(Recorded data)
========================================================================

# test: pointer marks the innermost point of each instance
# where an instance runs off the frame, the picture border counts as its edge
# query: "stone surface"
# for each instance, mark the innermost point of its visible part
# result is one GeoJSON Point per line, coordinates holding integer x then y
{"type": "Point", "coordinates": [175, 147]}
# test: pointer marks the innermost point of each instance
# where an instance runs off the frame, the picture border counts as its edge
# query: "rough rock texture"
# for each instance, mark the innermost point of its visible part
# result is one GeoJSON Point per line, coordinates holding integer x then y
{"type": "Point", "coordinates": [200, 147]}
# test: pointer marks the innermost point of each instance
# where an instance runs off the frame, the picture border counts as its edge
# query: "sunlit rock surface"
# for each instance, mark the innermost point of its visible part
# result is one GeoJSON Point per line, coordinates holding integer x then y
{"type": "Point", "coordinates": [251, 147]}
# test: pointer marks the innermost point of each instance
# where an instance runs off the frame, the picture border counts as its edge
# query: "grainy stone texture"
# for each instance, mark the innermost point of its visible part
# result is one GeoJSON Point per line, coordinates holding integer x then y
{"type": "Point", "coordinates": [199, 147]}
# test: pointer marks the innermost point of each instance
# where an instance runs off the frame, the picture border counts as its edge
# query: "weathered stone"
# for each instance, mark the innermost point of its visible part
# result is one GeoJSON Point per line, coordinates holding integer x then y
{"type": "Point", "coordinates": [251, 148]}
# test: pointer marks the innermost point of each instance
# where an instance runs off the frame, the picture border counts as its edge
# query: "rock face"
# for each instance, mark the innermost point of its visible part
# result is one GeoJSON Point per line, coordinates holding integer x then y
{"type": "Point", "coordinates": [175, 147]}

========================================================================

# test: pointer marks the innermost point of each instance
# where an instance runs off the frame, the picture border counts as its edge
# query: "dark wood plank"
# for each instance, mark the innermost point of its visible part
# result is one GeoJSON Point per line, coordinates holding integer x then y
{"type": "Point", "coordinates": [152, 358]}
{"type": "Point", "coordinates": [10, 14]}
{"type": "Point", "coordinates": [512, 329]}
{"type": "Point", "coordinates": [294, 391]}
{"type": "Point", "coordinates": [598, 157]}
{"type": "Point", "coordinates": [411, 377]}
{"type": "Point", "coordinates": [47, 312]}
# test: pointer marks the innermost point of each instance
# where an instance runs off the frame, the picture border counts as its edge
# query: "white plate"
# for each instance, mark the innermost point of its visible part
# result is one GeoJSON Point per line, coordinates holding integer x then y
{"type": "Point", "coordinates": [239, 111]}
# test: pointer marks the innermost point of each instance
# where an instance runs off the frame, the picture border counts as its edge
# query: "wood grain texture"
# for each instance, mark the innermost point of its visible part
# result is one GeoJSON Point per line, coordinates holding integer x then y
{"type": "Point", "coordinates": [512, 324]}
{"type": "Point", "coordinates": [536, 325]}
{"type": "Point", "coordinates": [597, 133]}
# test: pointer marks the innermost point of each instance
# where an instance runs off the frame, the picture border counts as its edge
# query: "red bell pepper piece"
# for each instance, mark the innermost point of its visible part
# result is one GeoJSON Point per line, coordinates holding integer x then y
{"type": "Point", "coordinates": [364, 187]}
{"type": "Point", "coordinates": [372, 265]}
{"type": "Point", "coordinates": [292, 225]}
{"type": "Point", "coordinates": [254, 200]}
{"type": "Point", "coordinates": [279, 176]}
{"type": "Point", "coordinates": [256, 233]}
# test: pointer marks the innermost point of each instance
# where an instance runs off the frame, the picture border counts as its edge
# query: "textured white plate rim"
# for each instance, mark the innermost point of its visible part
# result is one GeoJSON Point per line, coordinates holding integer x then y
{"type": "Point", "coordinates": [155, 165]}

========================================================================

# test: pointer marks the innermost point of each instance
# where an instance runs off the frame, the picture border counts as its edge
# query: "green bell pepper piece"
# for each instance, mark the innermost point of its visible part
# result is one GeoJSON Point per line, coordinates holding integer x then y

========================================================================

Search the entries for "stone" and copy each matching line.

● FINISHED EXERCISE:
# query: "stone surface"
# query: "grainy stone texture"
# query: "weathered stone"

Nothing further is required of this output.